▶ _WORK TO COMPLETE_
Tally the lines in the records below that contain the string "brick", matching case exactly. Reply with the number alone.

▶ _SOURCE DATA_
## Start
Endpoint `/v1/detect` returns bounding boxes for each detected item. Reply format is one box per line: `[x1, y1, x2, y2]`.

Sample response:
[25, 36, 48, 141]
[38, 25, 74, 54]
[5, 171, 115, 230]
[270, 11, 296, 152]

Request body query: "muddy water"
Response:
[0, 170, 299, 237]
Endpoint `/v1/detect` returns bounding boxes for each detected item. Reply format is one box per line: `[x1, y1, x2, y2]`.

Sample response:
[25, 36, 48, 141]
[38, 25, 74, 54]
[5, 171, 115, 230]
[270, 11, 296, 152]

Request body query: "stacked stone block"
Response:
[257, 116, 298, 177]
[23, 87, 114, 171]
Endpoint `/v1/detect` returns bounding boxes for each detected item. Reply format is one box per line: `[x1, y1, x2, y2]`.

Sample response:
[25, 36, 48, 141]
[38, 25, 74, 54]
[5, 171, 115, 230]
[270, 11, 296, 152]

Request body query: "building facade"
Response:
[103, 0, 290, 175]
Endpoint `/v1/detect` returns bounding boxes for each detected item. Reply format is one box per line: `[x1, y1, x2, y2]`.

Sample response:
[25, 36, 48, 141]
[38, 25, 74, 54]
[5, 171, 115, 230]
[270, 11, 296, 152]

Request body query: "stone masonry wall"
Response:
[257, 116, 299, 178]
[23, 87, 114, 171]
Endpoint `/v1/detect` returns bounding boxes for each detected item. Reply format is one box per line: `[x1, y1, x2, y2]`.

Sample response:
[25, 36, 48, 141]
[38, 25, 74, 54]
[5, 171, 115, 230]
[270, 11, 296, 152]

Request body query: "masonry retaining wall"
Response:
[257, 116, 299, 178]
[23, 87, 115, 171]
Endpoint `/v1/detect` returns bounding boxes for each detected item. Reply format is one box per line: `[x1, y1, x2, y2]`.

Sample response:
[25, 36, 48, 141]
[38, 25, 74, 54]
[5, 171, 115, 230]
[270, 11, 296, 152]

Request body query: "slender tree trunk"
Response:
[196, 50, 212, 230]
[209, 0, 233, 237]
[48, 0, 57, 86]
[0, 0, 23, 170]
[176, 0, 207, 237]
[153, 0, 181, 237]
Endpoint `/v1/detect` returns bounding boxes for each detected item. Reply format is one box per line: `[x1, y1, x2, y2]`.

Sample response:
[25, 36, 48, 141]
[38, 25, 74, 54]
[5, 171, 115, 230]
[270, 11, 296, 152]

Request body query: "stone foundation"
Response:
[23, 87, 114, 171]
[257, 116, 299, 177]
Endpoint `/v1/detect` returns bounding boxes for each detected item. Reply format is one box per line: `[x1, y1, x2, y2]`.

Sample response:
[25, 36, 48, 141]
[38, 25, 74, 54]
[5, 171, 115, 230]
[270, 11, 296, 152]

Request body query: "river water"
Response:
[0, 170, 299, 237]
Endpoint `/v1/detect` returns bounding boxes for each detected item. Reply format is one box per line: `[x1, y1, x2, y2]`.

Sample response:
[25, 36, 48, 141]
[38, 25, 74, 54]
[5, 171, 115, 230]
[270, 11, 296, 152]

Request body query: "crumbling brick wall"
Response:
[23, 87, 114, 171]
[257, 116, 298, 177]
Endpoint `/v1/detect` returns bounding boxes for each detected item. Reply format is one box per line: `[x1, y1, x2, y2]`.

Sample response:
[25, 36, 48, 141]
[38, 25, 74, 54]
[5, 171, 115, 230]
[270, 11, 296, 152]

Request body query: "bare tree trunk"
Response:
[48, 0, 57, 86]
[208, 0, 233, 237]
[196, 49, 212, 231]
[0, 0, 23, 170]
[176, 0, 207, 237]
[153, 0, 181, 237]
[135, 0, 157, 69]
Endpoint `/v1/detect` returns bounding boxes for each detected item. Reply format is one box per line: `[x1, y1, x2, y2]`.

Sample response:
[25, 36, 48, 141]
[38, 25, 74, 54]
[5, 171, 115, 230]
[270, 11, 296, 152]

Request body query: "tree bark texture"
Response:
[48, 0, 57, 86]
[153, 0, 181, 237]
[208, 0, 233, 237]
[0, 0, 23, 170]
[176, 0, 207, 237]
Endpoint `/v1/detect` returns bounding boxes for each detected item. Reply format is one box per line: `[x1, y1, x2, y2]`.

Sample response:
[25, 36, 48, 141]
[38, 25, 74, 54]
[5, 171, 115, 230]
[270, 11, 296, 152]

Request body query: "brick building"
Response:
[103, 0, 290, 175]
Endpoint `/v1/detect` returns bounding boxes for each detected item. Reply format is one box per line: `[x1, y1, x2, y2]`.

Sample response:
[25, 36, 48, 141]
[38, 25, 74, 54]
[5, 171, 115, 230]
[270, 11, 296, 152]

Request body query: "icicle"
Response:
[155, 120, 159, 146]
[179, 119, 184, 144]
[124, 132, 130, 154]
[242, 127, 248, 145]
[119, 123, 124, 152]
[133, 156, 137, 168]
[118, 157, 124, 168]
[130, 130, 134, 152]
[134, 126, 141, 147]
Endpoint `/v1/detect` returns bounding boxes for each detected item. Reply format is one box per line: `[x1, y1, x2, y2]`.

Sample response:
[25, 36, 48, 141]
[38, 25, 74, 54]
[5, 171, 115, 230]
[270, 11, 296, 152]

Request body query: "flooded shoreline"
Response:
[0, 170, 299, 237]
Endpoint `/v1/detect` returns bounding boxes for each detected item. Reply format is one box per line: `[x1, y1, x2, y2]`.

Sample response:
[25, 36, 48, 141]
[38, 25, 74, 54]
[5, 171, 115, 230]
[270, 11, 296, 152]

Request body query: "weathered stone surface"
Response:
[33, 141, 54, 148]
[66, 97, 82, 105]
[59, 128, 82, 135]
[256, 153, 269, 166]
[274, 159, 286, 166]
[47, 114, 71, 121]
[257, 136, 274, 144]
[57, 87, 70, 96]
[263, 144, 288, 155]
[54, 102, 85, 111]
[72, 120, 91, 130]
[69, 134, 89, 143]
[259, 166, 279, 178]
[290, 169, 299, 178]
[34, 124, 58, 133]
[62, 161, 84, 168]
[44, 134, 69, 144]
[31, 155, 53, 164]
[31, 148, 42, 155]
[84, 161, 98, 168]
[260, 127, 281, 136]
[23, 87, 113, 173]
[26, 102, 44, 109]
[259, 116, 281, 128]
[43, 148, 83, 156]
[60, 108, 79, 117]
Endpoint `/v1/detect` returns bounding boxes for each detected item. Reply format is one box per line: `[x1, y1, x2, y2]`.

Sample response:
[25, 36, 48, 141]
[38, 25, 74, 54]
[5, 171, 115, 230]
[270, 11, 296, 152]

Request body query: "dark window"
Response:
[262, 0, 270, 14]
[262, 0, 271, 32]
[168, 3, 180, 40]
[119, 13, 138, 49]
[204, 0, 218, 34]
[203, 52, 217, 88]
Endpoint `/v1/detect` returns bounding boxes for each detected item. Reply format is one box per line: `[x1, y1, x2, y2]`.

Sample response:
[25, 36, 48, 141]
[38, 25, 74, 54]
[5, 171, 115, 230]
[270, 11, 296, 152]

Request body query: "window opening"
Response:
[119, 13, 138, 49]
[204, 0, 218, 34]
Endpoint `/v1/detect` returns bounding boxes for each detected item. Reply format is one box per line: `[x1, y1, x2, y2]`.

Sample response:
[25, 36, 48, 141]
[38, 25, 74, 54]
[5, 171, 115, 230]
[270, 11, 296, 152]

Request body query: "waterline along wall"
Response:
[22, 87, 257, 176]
## End
## Start
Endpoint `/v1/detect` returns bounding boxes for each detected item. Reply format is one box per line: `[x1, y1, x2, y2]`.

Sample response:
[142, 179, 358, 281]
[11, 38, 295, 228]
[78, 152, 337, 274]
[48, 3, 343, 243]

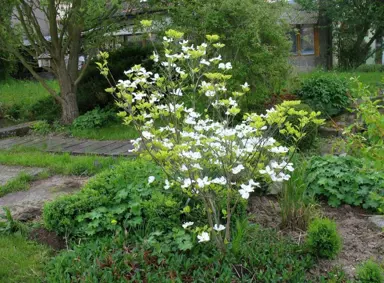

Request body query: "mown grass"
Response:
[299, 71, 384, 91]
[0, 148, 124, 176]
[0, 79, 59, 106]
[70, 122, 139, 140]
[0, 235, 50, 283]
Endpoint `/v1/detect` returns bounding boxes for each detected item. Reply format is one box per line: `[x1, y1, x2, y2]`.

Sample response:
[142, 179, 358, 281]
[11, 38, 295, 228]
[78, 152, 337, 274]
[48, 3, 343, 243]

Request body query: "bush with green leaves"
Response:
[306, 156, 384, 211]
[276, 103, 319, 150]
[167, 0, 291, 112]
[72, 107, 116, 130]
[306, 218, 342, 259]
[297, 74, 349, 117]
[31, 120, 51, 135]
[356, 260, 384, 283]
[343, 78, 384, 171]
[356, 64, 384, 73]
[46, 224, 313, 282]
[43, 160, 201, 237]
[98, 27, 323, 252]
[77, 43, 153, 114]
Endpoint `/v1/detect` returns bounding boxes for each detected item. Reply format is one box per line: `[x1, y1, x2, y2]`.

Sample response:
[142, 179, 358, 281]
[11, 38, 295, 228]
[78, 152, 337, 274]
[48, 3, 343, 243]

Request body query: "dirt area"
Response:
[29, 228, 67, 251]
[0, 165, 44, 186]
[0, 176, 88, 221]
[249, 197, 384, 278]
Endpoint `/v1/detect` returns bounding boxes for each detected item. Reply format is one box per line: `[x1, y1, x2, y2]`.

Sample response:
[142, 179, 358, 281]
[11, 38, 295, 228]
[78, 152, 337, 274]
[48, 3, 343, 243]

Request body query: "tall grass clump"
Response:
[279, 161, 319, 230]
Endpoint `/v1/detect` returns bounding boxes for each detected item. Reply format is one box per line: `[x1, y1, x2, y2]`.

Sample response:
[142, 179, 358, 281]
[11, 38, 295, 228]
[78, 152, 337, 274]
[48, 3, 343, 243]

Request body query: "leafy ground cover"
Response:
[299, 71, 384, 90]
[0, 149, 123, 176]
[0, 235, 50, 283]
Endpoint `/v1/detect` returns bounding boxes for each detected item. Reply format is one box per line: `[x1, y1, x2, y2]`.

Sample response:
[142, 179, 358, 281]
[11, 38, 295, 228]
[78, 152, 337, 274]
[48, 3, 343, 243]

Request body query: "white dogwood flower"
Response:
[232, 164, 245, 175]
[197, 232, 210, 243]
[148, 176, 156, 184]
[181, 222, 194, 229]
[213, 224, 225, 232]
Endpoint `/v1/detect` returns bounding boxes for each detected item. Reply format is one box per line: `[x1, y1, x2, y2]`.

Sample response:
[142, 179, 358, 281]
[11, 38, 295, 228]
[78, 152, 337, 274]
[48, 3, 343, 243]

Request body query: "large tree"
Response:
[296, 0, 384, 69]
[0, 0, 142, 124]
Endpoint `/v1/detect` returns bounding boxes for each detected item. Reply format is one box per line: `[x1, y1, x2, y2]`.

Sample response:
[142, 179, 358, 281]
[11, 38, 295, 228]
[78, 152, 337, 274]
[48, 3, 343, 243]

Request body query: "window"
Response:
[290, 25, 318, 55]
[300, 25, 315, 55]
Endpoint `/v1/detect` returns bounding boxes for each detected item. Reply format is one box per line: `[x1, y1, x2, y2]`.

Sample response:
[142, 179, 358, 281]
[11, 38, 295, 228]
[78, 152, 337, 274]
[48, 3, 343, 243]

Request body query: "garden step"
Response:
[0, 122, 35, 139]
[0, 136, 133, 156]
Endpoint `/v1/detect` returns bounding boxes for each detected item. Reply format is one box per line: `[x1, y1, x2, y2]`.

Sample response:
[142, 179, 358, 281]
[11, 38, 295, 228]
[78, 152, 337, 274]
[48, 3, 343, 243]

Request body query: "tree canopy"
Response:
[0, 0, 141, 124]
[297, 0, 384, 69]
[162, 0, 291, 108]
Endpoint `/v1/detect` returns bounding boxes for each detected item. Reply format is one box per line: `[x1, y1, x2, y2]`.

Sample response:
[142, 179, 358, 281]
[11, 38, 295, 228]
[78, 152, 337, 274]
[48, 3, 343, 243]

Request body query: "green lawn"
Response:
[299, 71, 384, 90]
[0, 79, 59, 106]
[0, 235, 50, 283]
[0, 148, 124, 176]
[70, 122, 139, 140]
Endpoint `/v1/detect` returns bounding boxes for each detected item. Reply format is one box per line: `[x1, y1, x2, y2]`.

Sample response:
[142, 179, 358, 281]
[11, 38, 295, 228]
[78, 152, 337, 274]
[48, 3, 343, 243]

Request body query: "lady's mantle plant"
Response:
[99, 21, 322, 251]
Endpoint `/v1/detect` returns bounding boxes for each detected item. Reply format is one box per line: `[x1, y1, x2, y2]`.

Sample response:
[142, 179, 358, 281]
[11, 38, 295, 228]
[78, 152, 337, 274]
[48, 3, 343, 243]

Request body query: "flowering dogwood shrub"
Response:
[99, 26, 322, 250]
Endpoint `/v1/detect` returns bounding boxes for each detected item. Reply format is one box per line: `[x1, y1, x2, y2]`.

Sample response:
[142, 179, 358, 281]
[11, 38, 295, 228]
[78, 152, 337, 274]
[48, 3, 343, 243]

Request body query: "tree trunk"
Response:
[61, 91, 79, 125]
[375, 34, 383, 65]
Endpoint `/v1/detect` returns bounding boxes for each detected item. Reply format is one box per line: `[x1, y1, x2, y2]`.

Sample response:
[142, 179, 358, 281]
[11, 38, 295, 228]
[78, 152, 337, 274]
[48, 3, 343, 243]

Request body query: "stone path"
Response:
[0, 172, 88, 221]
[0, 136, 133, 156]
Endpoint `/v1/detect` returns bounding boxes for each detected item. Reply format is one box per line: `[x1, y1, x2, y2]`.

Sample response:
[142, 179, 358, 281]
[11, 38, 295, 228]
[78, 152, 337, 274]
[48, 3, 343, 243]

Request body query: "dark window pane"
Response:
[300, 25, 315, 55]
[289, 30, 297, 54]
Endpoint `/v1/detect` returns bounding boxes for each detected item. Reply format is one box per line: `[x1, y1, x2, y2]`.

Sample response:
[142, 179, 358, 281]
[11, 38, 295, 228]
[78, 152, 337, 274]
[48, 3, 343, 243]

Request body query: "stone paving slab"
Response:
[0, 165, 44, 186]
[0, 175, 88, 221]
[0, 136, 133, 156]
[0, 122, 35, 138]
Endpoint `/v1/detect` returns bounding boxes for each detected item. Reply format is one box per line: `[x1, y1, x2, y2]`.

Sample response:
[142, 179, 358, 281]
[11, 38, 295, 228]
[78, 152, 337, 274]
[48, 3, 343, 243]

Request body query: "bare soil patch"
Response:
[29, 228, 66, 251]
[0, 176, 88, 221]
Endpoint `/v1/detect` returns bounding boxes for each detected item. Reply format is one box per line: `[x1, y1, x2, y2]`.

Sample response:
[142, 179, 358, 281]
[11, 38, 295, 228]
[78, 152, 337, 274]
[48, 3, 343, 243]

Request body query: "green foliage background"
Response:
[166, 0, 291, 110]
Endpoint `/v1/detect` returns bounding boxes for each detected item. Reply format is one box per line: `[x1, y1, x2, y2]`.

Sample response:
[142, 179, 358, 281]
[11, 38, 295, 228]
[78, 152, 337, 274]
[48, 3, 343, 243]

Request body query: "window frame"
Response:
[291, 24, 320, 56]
## End
## Start
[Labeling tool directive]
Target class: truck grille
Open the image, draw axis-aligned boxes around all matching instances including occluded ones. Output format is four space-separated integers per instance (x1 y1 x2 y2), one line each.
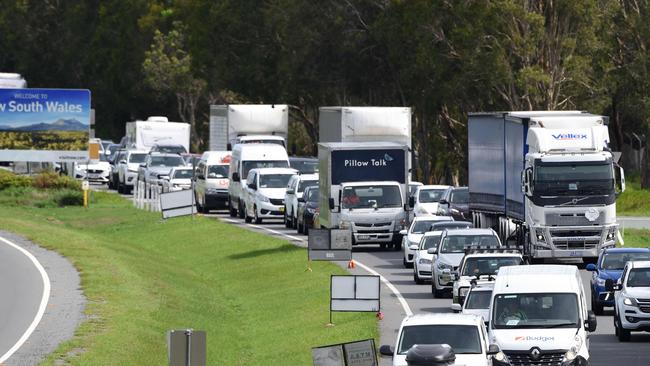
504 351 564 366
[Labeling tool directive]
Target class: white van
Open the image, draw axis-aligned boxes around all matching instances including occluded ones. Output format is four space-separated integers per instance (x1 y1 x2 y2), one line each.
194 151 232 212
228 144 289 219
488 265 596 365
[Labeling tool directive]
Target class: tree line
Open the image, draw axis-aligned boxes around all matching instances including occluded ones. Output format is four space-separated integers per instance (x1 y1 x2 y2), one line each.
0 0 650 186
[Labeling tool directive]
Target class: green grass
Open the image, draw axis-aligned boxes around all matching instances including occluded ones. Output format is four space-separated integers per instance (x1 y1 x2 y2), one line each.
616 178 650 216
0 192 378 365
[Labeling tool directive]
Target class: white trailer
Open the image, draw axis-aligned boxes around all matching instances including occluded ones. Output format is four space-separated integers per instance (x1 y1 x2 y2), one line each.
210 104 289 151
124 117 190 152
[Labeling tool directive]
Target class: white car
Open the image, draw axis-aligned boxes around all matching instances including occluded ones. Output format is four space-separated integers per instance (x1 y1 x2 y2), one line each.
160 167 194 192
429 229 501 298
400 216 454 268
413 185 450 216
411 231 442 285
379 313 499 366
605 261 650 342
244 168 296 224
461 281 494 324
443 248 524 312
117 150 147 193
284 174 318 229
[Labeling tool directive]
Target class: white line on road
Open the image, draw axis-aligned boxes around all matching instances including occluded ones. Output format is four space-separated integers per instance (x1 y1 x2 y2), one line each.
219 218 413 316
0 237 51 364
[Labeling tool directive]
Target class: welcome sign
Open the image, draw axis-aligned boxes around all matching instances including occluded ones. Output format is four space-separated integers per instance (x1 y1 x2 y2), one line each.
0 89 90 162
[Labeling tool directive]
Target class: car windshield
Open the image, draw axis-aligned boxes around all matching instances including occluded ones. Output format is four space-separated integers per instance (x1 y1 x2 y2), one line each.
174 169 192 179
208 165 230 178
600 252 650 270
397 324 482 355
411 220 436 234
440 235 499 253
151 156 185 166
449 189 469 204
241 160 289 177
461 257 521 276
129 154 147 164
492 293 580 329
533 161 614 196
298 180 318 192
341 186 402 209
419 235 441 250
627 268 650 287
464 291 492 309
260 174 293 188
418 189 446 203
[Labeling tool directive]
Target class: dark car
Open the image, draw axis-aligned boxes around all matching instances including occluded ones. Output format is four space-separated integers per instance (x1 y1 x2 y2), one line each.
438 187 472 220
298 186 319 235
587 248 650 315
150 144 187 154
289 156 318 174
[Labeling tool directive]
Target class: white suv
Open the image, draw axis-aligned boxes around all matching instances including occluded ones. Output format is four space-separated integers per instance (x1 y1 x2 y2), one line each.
## End
▶ _PROBLEM SOLUTION_
2